┏━━

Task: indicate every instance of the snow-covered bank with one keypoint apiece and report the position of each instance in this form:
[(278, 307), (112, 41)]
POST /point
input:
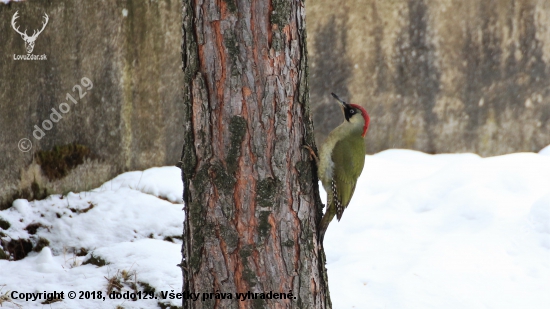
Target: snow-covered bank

┗━━

PROBLEM TO SOLVE: Copy out each record word for word and omit any pictures.

RESULT BELOW:
Task: indicate every instance of the snow-covered bank with one keypoint apiece and report the position of each instance in this form:
[(278, 307), (112, 41)]
POST /point
input:
Target: snow-covered bank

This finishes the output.